(Phrase grounding data)
_ _ _ _

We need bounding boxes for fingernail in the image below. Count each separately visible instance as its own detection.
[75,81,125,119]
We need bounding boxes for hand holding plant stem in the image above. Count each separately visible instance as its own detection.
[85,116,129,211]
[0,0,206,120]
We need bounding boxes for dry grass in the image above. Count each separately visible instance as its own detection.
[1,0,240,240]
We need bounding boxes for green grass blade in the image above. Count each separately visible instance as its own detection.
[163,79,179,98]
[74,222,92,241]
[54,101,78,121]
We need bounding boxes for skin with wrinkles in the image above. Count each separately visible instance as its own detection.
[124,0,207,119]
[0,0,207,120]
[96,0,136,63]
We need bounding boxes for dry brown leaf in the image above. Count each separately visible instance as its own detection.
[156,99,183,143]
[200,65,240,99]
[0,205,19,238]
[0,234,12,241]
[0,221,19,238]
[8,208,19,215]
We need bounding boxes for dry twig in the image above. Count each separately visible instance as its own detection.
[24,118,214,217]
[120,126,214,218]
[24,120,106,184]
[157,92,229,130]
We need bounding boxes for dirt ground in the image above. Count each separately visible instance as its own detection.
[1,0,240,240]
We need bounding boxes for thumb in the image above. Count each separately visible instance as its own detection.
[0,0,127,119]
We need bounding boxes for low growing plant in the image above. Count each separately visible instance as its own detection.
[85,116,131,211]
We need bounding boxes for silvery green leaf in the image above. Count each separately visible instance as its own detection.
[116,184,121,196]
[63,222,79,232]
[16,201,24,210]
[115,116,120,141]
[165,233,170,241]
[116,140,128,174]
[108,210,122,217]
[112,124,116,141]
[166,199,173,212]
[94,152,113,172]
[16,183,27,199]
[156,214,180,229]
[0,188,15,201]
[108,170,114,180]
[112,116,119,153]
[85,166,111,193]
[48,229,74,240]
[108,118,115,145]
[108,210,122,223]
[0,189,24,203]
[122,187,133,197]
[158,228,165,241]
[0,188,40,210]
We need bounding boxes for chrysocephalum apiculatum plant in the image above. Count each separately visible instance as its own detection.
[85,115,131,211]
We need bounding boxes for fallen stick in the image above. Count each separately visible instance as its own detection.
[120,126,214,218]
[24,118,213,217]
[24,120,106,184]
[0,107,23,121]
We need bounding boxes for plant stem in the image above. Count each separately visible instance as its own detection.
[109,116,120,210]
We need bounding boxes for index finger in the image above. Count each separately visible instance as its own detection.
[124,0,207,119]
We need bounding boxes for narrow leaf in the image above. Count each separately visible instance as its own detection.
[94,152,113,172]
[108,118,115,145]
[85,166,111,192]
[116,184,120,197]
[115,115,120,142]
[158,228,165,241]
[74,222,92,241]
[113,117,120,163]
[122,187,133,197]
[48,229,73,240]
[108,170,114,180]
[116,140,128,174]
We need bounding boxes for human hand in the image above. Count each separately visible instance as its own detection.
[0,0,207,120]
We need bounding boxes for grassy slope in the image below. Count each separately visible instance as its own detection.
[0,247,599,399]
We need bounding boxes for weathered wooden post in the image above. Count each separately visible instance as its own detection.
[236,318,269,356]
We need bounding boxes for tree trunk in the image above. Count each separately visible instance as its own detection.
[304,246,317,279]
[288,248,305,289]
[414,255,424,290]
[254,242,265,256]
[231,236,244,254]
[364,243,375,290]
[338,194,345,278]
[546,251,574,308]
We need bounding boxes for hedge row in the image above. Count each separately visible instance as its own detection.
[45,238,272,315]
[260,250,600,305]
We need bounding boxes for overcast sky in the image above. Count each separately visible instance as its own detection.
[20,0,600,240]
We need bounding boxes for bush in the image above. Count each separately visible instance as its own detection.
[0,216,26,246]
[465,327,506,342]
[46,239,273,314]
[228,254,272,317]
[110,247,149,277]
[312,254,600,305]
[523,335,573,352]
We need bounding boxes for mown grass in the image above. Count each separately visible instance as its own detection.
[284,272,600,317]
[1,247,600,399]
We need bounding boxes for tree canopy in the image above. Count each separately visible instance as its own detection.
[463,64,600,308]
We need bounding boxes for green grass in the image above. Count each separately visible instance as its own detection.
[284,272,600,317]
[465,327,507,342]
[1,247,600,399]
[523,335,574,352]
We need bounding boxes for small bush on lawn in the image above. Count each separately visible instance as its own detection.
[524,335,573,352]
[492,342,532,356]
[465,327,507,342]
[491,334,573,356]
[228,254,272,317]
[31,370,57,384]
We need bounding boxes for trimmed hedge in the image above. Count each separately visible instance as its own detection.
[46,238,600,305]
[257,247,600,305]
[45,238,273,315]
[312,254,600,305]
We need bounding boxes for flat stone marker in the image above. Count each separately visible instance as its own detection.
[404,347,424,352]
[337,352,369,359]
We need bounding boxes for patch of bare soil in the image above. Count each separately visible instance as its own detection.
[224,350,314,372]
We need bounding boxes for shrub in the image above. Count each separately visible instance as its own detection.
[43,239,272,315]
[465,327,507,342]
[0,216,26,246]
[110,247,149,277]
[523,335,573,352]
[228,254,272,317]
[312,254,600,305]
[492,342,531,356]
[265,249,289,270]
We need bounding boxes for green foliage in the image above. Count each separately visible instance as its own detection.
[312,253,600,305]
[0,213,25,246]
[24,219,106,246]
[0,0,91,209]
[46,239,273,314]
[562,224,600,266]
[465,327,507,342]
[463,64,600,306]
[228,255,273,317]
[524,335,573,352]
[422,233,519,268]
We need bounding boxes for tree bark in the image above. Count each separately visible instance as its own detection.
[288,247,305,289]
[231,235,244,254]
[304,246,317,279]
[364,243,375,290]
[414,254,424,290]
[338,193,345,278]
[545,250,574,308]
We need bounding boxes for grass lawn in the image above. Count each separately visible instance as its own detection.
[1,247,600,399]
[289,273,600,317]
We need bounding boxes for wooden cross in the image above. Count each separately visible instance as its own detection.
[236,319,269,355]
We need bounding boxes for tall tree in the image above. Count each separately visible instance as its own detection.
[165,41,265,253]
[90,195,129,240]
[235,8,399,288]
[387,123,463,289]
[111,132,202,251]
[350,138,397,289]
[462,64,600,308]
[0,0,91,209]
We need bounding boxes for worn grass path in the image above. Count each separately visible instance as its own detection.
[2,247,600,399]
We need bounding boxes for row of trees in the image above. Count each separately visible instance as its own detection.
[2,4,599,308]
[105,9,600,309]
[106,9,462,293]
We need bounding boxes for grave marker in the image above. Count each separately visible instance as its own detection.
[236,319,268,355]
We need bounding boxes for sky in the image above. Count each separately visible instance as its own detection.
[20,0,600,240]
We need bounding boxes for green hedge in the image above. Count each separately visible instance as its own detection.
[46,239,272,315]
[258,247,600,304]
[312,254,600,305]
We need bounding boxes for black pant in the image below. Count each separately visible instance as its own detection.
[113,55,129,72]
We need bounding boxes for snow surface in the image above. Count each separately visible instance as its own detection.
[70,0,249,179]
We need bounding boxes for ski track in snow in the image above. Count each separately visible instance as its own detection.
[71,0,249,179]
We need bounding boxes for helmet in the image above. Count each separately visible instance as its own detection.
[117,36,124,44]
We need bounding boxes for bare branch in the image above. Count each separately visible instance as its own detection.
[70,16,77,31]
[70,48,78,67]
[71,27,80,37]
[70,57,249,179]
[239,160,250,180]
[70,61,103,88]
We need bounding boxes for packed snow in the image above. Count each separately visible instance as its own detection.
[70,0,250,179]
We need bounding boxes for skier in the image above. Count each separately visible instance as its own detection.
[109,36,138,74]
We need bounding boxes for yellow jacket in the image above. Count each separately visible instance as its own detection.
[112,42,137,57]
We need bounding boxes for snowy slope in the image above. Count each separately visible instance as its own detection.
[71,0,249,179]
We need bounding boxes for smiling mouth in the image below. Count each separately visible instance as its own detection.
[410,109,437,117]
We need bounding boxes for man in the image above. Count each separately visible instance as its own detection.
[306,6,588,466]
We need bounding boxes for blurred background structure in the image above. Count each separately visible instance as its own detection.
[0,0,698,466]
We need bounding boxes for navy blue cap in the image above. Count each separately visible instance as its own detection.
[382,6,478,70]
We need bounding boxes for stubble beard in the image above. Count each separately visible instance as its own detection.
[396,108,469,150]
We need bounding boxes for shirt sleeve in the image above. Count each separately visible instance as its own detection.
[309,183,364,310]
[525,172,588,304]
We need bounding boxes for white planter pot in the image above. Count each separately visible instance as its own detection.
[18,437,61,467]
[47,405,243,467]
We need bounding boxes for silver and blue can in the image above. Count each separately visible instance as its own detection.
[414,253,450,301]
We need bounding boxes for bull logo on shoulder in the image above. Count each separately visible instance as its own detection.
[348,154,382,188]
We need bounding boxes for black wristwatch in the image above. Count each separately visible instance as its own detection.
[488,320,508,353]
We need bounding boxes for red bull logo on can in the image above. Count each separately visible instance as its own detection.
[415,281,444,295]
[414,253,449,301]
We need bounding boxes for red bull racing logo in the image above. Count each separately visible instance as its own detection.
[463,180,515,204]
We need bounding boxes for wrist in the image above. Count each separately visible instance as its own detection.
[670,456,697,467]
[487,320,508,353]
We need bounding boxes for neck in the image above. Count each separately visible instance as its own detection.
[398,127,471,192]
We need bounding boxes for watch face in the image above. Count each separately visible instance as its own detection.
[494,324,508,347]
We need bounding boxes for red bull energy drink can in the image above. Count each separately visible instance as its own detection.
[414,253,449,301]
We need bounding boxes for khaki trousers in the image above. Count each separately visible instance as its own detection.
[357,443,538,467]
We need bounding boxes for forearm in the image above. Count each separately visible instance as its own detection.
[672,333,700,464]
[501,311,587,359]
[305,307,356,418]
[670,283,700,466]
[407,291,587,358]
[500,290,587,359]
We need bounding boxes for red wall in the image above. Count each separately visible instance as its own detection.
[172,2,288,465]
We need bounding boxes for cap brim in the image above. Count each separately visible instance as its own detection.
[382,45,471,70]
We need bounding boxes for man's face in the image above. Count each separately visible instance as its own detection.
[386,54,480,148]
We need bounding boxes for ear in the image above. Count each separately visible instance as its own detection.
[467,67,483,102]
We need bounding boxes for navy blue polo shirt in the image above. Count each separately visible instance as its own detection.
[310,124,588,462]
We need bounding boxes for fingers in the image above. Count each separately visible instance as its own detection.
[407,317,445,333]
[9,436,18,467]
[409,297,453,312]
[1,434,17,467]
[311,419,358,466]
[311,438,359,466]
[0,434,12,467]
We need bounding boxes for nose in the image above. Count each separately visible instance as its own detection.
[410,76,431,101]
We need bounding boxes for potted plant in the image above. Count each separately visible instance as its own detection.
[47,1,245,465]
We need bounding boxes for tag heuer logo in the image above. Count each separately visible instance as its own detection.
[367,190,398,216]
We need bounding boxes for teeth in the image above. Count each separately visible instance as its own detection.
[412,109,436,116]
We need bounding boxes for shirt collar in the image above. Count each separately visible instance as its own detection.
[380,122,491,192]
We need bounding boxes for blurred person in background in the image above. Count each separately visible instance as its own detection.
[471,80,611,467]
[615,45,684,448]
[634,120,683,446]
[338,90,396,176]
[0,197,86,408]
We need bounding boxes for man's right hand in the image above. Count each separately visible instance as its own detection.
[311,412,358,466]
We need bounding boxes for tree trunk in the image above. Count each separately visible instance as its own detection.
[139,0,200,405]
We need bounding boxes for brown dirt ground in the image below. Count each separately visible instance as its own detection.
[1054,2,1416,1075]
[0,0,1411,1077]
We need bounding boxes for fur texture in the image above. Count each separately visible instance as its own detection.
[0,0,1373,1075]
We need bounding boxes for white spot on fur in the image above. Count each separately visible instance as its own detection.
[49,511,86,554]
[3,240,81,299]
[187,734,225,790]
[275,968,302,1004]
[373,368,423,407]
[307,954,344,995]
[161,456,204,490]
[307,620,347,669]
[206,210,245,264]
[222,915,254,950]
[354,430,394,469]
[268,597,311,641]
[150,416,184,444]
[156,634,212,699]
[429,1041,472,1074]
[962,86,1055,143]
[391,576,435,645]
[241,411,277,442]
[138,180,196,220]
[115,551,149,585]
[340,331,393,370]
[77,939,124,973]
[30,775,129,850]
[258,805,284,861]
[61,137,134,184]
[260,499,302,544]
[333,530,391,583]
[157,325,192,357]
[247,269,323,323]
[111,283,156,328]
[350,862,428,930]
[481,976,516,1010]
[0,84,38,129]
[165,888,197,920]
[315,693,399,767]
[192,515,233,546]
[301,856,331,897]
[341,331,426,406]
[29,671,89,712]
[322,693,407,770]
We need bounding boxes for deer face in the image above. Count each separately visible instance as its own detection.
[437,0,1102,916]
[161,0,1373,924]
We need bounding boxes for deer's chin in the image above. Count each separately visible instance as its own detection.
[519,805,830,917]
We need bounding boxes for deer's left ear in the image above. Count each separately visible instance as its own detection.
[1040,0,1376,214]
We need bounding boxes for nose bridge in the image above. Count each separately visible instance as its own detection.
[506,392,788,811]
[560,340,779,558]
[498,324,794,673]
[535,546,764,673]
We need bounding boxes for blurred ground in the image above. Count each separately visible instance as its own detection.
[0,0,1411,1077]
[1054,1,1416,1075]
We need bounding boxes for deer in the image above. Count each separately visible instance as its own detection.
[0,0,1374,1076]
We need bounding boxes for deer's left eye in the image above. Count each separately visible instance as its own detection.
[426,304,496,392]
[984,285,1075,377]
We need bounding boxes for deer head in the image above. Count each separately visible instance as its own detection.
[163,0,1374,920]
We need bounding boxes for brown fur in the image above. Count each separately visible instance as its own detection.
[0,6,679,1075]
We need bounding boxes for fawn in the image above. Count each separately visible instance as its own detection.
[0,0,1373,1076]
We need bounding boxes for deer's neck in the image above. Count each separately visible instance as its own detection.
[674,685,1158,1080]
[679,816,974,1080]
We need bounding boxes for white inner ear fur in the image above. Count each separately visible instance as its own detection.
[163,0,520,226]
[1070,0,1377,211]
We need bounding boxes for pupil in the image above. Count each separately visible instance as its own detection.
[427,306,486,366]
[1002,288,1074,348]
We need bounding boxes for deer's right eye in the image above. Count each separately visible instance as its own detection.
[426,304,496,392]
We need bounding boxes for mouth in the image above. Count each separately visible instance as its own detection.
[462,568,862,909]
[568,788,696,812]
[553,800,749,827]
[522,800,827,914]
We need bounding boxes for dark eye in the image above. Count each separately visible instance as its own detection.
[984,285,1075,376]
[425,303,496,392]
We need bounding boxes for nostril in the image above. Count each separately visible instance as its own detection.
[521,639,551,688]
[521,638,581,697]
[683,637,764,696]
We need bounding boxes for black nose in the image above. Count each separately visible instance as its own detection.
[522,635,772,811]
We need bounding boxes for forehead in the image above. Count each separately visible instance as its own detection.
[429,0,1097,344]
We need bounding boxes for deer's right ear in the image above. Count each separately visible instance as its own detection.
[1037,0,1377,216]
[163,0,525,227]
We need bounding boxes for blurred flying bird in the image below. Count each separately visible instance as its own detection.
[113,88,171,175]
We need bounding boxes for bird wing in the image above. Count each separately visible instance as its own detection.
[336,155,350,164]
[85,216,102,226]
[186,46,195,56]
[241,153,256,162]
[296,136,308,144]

_ _ _ _

Task objective
Reproduce the lines from the one with "We need bounding boxes for deer's right eye" to the end of the data exactly, leaving out every earlier line.

Completed task
We need bounding boxes for deer's right eye in the image above. Count each separately visible instance as its own detection.
[426,304,496,392]
We need bounding boxes for mouth in the image above. Count each separately visible instance as its own detection.
[462,568,862,909]
[568,788,696,812]
[553,800,749,827]
[522,800,827,914]
We need bounding boxes for dark eye in the image above. Count each separately visible instance as its own detection.
[984,285,1075,376]
[425,303,496,392]
We need bounding boxes for nostril in the image above. Count each separately visible instance as its own detection.
[521,639,551,688]
[521,638,581,697]
[683,637,764,696]
We need bounding boxes for black nose in the image above. Count each separately visible instance as its own detection.
[522,635,772,811]
We need bounding boxes for forehead in the image above. Count each separately visible instance as its own detection.
[429,0,1097,344]
We need bounding boxes for deer's right ear in the image above. Count each separately visible instance as its own detection.
[1037,0,1377,216]
[163,0,525,227]
We need bounding boxes for blurred flying bird in the image below. Count each separately visible instance as its own detection.
[113,88,171,175]
We need bounding boxes for bird wing in the image above. Count each separately visible instance as its own detection.
[336,155,350,164]
[85,216,102,226]
[186,46,195,56]
[241,153,256,162]
[296,136,308,144]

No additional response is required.